+++ PAGE EXCERPT +++
McVeigh is interested in nostalgia and that longing for home and sees the body as a vessel for human memory. Using found objects she creates installations that have an intimacy and a narrative as if you are gleaning a greater understanding of someone, yet the found objects are gathered from a variety of souces.

Solitude a Breath Away 2013

Hunting Song 2013

Hunting Song 2013
Gerhard Richter
In 1964 Richter started to use snapshots, mainly from the family abum, as source material for his paintings. He described them as 'devotional pictures'.
The conventional groupings share a common visual currency and when painted they still retain the immediacy and intimacy of the snapshot. Richter is depicting the scene as if through a camera lens but is putting the image within the context of painting. They are not copies of photographs, Richter says of these paintings 'I am not trying to imitate a photograph; I'm trying to make one'. Richter explains that even when he creates a close translation of the original image, it is a handmade copy and inevitably he changes and manipulates the image. Once painted Richter blurs the image by dragging a dry brush across the still wet surface. This renders the individual's features indistinct. Richter explained these paintings from photographs. 'Being painted (they) no longer tell of a specific situation, and the representation becomes absurd. As a painting it changes both it's meaning and its information content'.
Many of Richters photos were taken during WWII so there is a haunting resonance as the history of what was going on in Germany and the knowledge of what became of the people in the picture cannot be separated from it. Tante Marianne 1965, this blurred painting shows Marianne, his aunt holding Gerhard Richter as a baby. She was later starved to death in a Nazi euthanasia camp.


Familie am Meer 1964
Familie 1964
Tante Marianne 1965

Renate und Marianne 1964

Luc Tuymans
Luc Tuyman's paintings refer to traumatic events in history, painted in muted tones of greys and pinks, but nonetheless still unsettling.The images are painted from source materials of photos, maquettes, drawings.or television or cinema stills.
In Tuymans solo show The Shore, at David Zwirner gallery, the souce images are taken from online, iPhone photos or photographs that have been re-photographed many times. The paintings seem to glow with the light that eminates from digital sreens. There are portraits, landscape and interior, all painted in the loose brushstrokes predominantly muted hues. One portrait depicts Issei Sagawa, a convicted cannibal. The soft colouring and loose style feels at odds with the horror of his crime. The painting The Shore is taken from the 1968 film A Twist of Sand, and depicts the opening scene where people are just about to be shot. It is painted in uncharacteristically dark tones, and references Goya in its colouring and subject matter. The same treatment is given to traumatic images as to an interior, it is how news and historical events are seen on our screens and in the mass media, in the same way as fiction or any other visual representations.
+++ DATA LISTING +++
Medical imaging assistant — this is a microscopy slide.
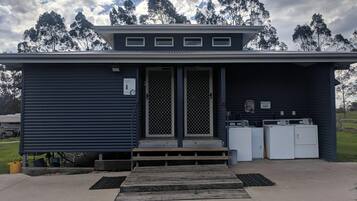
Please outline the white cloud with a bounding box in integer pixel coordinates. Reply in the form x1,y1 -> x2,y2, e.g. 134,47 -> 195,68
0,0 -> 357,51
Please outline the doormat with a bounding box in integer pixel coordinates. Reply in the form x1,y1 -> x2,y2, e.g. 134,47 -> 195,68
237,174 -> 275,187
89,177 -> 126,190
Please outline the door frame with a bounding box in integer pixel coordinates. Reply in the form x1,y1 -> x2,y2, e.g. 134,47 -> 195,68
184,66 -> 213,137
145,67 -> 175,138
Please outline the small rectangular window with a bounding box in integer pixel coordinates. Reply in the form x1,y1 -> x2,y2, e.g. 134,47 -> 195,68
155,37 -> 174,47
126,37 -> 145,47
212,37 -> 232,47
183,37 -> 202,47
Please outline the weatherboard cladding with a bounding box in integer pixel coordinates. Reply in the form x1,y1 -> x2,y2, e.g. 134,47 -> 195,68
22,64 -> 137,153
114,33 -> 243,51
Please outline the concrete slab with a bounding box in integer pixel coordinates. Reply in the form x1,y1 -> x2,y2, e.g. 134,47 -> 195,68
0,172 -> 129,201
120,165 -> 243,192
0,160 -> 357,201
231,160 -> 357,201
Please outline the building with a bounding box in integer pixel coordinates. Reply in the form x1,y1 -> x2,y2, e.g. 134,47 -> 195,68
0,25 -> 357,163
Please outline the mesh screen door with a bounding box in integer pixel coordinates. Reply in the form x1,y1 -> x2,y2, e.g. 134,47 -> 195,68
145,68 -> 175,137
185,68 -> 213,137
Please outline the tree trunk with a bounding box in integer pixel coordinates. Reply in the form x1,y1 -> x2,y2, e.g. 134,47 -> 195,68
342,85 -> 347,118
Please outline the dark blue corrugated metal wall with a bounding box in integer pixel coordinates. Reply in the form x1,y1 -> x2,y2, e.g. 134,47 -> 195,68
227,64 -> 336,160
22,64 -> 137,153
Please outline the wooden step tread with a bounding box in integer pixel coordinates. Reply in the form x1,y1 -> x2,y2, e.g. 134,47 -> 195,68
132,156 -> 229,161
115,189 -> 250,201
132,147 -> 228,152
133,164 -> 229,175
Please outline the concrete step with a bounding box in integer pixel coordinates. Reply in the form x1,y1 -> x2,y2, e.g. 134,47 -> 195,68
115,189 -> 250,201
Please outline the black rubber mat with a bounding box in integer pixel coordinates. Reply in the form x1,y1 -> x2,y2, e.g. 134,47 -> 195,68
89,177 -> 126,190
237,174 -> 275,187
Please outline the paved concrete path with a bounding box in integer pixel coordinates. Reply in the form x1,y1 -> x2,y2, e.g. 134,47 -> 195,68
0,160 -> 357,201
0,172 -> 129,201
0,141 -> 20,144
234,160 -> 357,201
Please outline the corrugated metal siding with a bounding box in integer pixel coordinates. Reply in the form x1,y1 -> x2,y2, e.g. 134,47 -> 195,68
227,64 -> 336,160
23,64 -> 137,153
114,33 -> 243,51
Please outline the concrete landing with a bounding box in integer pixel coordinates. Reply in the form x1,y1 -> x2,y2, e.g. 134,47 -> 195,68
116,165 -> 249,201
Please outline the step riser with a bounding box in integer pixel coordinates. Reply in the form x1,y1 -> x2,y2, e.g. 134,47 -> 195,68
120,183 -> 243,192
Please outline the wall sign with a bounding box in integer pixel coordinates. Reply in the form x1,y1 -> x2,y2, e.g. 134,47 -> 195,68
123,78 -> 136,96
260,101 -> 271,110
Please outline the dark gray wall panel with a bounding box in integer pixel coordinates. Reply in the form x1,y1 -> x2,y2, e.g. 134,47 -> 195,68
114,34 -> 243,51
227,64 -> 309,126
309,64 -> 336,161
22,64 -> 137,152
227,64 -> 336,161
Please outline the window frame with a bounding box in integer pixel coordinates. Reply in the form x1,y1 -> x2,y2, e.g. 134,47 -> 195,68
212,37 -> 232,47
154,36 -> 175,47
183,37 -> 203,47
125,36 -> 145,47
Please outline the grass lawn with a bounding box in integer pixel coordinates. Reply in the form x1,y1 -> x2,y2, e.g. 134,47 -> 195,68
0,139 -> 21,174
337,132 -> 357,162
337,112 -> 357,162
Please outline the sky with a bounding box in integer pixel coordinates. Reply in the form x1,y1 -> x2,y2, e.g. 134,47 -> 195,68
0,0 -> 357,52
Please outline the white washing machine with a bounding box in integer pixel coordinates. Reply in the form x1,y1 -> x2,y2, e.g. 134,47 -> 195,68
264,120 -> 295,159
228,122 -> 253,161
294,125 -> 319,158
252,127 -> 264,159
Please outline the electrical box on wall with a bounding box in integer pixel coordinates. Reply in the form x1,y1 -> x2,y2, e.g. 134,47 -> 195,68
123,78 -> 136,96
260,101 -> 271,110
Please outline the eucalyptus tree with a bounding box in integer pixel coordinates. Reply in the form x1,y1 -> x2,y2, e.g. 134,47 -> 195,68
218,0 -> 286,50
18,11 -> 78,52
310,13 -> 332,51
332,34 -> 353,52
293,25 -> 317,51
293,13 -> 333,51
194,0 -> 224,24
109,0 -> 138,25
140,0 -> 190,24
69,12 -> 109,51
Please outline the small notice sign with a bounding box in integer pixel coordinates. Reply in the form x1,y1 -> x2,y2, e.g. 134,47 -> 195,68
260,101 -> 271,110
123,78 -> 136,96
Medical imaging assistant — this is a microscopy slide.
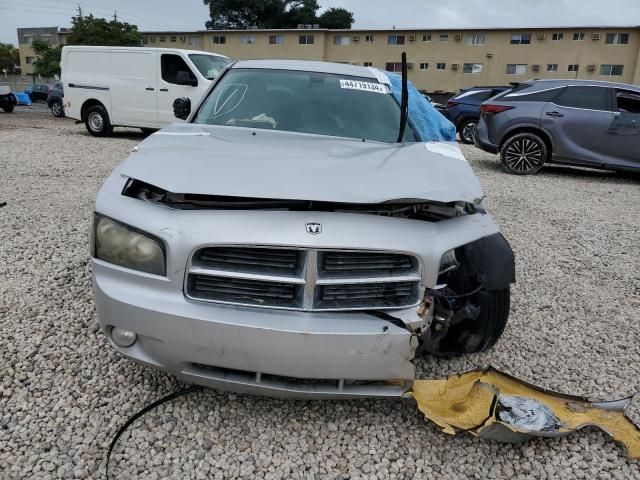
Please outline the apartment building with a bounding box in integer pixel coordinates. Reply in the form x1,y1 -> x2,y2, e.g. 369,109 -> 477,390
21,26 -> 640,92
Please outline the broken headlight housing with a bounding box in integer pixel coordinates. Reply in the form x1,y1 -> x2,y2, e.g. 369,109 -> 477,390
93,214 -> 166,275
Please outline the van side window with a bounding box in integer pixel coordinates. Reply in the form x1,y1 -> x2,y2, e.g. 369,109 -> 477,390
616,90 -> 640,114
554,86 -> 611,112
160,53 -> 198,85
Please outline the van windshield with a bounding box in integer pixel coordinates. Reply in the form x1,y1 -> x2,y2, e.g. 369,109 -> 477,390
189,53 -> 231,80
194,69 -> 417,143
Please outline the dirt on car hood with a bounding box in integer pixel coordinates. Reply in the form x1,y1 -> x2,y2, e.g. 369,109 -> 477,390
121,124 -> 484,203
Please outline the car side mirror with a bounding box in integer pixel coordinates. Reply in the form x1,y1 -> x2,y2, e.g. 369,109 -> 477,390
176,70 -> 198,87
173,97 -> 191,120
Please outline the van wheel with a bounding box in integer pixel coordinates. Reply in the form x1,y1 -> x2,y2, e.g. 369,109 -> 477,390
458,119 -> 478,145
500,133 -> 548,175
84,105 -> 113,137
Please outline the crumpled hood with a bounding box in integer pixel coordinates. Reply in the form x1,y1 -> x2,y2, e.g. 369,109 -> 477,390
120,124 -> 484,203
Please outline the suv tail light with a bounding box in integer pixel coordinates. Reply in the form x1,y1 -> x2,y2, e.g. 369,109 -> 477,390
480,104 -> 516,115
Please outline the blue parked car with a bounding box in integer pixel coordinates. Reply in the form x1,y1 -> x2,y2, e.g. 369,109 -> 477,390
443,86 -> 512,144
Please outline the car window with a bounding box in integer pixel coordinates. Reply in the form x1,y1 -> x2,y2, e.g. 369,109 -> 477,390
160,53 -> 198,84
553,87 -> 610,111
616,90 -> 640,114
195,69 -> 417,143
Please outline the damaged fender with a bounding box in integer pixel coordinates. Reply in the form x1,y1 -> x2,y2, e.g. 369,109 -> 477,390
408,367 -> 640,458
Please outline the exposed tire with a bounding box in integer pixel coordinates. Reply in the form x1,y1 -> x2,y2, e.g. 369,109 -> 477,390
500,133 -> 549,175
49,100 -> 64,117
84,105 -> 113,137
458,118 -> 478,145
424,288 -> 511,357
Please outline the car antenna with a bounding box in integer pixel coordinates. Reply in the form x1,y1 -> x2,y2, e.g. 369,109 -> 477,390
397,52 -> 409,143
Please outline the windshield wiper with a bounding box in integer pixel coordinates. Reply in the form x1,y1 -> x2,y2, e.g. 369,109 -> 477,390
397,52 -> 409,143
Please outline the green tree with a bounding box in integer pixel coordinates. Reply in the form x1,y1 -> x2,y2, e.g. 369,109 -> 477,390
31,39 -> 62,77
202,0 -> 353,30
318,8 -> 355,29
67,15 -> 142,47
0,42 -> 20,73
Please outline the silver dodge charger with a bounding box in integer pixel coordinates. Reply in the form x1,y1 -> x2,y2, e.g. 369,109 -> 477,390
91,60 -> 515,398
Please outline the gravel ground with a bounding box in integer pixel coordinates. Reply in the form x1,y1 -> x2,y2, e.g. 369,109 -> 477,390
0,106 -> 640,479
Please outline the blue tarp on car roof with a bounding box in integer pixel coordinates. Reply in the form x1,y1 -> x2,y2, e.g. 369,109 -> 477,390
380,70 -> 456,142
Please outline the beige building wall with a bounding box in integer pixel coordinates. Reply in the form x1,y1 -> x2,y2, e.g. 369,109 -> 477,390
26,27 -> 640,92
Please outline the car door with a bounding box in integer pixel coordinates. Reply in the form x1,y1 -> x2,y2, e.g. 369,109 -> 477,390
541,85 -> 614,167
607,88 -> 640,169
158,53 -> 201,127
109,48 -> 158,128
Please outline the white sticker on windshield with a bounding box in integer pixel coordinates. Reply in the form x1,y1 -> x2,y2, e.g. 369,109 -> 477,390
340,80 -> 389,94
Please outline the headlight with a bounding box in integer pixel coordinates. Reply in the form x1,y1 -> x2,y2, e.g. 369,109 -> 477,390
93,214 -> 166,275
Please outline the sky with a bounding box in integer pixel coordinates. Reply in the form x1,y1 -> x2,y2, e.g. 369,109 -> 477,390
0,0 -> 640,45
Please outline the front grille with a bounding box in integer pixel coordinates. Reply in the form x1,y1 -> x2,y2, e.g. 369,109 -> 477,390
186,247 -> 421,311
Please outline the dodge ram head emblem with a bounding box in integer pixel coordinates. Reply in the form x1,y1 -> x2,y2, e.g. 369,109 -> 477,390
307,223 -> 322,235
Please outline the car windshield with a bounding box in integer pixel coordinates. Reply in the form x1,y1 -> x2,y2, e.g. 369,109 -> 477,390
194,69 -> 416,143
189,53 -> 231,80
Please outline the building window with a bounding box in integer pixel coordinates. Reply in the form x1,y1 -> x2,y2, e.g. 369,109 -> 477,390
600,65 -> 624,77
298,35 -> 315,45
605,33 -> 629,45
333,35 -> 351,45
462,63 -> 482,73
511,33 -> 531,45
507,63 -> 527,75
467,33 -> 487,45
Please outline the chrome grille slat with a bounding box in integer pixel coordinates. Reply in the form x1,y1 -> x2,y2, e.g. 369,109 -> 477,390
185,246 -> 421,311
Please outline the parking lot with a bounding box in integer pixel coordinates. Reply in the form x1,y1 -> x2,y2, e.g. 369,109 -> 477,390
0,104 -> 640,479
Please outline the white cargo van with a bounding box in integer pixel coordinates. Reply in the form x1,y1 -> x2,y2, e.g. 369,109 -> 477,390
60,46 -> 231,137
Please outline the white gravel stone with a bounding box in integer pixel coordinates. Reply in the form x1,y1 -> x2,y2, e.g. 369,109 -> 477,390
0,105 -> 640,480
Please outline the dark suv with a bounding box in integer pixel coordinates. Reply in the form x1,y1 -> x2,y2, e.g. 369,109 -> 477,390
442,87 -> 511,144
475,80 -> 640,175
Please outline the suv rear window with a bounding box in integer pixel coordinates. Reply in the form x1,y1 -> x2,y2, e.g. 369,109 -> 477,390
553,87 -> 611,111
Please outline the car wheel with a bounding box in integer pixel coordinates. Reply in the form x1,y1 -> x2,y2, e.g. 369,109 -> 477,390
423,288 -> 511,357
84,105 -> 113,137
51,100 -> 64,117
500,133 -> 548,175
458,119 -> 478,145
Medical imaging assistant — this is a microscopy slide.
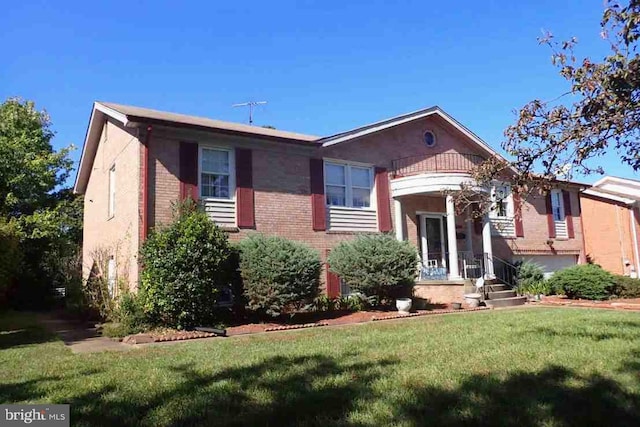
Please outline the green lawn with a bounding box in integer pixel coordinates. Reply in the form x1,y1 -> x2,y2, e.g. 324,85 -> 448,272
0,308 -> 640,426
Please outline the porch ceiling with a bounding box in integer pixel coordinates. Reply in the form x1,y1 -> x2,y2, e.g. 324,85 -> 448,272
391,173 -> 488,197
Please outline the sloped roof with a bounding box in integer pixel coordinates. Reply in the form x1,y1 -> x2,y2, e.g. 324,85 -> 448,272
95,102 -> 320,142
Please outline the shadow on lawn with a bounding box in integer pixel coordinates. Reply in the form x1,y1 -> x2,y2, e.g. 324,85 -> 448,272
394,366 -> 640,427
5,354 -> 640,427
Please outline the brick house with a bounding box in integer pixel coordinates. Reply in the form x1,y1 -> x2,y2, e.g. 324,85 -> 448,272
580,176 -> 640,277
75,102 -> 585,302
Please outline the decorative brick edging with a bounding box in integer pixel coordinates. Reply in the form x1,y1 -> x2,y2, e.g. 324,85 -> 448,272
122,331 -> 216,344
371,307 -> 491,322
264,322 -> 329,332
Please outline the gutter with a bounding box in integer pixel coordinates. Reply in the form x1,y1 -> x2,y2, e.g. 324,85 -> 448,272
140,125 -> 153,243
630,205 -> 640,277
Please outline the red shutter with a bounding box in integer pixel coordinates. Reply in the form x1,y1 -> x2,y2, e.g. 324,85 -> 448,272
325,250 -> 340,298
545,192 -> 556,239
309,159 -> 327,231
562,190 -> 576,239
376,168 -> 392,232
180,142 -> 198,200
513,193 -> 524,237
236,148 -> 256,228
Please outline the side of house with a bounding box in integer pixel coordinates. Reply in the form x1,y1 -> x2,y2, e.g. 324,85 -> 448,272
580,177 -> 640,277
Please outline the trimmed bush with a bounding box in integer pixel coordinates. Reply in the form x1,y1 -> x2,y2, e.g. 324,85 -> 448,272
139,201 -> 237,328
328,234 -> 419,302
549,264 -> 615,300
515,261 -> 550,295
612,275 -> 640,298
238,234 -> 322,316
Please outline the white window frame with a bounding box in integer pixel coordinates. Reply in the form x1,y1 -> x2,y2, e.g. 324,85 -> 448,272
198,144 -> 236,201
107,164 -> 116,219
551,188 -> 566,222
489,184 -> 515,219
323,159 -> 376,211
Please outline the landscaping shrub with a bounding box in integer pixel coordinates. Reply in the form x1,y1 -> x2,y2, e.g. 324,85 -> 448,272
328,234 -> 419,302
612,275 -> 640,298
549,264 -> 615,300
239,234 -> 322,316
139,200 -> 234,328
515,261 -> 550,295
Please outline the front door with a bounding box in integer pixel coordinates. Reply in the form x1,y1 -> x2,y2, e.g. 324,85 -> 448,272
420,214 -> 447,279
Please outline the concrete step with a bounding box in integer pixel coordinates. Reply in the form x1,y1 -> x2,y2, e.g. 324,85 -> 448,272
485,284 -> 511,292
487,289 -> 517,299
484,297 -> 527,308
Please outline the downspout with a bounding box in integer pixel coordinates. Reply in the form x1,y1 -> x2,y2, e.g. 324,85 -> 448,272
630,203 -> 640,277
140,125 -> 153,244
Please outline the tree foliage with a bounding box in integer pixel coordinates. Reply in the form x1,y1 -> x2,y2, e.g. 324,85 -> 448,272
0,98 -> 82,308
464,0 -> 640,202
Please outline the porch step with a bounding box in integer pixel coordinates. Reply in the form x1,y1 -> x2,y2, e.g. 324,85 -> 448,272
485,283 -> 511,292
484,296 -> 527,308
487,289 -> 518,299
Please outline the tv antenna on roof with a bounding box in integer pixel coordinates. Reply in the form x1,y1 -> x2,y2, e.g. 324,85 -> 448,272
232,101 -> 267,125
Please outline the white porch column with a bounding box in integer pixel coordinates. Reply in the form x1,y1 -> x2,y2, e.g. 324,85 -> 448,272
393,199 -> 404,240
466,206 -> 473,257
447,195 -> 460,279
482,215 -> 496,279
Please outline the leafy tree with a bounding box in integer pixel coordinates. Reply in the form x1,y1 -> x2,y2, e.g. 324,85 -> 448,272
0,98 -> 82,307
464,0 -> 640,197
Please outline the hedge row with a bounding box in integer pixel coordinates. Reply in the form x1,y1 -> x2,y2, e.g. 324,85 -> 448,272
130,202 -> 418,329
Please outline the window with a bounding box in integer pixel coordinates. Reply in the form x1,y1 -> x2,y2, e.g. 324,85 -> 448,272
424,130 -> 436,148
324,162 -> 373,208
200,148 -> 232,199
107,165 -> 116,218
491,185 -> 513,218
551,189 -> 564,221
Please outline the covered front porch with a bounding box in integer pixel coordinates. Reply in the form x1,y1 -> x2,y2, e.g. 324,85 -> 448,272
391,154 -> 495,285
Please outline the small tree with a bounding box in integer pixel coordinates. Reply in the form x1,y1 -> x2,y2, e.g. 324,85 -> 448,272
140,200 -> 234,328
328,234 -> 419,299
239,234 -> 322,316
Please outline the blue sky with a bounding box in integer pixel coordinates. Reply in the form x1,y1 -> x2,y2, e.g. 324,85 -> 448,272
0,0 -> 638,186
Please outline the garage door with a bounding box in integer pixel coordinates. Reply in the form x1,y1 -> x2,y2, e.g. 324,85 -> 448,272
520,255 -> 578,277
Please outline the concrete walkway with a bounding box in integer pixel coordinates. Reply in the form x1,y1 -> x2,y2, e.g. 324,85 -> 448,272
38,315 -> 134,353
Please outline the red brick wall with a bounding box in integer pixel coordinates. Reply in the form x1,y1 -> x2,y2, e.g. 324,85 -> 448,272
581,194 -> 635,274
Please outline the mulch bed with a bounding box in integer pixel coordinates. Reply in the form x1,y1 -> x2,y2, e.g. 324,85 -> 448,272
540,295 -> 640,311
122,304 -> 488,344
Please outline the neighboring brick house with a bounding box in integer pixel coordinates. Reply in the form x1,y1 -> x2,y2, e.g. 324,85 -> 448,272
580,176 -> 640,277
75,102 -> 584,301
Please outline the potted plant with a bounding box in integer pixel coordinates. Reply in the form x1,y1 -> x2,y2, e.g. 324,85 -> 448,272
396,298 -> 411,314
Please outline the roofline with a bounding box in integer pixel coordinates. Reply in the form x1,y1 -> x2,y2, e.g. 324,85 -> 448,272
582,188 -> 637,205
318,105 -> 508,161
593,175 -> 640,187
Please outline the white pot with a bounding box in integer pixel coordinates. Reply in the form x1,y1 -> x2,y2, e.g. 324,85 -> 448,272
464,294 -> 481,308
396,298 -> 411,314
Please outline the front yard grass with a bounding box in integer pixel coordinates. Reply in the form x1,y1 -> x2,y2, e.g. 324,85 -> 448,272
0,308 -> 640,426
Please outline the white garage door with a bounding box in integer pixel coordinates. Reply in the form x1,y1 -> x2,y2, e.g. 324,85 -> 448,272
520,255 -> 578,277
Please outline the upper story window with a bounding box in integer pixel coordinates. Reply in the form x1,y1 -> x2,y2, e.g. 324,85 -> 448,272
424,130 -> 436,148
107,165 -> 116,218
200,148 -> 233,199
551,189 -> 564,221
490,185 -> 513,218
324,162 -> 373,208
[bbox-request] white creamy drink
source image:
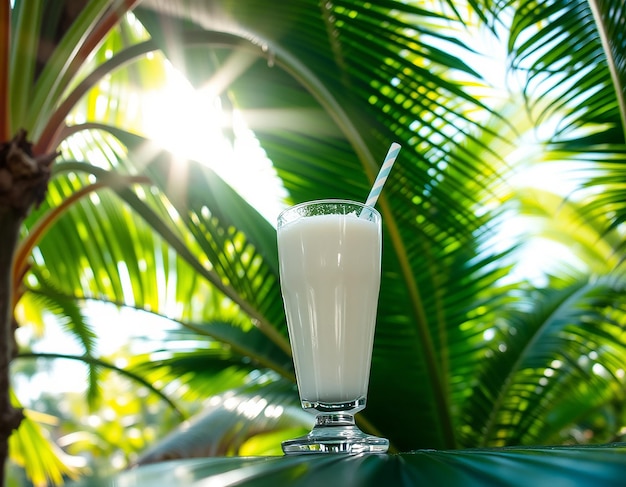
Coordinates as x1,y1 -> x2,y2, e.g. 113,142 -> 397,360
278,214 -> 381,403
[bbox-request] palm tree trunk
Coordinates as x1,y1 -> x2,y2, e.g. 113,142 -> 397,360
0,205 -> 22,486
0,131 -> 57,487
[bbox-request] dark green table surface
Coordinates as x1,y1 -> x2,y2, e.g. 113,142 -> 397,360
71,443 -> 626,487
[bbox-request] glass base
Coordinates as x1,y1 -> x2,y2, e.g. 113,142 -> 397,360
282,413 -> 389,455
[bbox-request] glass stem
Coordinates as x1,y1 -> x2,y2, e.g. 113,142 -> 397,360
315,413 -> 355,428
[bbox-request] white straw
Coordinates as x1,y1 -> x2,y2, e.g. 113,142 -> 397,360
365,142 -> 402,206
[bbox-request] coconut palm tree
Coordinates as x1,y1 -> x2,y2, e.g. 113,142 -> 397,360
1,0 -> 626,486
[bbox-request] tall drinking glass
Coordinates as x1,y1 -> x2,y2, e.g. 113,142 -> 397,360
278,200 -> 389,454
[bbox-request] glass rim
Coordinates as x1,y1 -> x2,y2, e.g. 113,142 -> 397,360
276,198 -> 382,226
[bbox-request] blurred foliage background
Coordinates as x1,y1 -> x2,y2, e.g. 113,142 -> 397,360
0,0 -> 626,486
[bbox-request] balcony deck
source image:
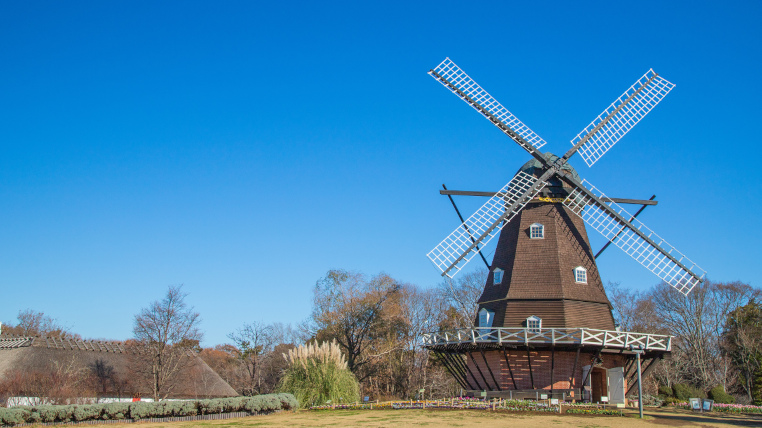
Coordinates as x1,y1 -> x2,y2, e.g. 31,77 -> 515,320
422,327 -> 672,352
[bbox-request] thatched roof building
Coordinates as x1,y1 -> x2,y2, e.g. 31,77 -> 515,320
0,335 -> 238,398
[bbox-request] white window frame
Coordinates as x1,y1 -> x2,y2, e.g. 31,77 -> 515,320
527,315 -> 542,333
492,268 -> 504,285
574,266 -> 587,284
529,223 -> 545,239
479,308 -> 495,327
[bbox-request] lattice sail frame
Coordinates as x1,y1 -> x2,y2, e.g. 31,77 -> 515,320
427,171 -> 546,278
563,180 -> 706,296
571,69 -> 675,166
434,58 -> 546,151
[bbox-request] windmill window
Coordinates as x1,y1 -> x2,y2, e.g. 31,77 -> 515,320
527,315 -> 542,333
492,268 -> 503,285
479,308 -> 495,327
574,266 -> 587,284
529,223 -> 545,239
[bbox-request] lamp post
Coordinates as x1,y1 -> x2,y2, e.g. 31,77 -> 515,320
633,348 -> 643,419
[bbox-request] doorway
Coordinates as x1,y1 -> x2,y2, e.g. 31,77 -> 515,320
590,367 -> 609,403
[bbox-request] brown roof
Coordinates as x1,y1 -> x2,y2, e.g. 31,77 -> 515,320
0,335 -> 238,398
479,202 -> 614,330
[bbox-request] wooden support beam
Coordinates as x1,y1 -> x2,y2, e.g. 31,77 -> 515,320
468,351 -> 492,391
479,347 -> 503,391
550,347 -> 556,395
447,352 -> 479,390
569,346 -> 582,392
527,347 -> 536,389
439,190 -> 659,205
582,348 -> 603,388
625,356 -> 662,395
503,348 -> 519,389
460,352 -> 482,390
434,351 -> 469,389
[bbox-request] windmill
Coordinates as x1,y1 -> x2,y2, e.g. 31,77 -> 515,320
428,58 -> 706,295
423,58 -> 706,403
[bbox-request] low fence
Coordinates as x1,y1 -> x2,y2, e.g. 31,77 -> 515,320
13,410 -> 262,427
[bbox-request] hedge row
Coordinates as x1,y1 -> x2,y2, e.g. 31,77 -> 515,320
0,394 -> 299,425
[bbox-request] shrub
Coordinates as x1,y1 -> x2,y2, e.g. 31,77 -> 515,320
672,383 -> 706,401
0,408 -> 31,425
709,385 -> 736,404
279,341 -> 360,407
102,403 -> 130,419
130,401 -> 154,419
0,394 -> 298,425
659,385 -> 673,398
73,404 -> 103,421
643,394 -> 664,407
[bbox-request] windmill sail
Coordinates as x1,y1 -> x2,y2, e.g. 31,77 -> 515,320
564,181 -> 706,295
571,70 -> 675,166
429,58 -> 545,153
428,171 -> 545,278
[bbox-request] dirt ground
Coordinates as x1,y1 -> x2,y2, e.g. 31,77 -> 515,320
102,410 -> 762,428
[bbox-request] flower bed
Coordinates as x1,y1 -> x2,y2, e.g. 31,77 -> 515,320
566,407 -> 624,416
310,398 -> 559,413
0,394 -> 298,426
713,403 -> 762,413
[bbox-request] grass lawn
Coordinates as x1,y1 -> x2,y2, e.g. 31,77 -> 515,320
+++
Copy the art excerpt starting at "Familie am Meer" and ending at "or cinema stills.", renaming "Familie am Meer" to "Family at the Sea". The listing has no connection to the art excerpt.

Family at the Sea 1964
Familie 1964
Tante Marianne 1965

Renate und Marianne 1964

Luc Tuymans
Luc Tuyman's paintings refer to traumatic events in history, painted in muted tones of greys and pinks, but nonetheless still unsettling.The images are painted from source materials of photos, maquettes, drawings.or television or cinema stills.